Return every line of the data below that contains the word "door", copying each line unchanged.

— Start STORED DATA —

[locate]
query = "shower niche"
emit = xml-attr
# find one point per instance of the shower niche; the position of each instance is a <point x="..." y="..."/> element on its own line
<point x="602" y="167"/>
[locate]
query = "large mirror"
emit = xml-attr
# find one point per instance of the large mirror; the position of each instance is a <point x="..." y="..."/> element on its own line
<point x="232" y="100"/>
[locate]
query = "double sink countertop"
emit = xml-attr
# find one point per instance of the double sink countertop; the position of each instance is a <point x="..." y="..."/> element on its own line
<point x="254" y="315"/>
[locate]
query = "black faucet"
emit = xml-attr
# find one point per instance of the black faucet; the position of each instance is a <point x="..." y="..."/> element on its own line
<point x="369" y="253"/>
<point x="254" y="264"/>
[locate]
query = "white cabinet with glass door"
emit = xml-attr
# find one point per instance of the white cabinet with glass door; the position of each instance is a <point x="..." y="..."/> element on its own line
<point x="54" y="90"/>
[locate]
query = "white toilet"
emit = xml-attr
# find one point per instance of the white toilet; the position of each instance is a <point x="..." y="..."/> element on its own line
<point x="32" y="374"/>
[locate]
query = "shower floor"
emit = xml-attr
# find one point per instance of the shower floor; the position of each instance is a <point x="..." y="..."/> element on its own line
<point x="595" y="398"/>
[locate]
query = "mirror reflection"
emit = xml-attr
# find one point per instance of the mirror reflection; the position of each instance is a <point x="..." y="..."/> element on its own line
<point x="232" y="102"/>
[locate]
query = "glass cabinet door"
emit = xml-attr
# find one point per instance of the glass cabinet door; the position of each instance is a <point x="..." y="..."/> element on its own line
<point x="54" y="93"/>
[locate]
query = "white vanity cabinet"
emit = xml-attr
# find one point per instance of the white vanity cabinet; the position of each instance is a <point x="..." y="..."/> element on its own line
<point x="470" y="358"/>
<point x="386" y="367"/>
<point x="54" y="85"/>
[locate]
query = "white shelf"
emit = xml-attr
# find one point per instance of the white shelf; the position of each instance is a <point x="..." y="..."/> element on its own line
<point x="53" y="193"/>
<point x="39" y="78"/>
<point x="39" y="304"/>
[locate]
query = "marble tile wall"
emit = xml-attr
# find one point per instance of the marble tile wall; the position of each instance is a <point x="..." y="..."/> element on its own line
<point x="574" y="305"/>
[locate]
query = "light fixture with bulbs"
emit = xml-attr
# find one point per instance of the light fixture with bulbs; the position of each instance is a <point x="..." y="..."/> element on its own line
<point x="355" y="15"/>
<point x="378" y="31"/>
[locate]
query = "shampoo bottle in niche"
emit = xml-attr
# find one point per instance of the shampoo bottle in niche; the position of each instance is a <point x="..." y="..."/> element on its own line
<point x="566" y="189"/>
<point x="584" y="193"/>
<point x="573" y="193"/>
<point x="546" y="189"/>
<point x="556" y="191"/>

— End STORED DATA —
— Start STORED DATA —

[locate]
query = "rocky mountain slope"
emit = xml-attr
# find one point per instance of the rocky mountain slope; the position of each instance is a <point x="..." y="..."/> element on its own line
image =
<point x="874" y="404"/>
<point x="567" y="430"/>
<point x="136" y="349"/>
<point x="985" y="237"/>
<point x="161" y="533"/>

— End STORED DATA —

THE RESPONSE
query = "white cabinet with glass door"
# find one point per instance of the white cabinet with glass door; the position of each instance is a <point x="..." y="..."/> element on its own line
query = "glass cabinet door"
# find one point per instance of the glass cabinet door; the position of each instance is a <point x="..." y="..."/> element on its own line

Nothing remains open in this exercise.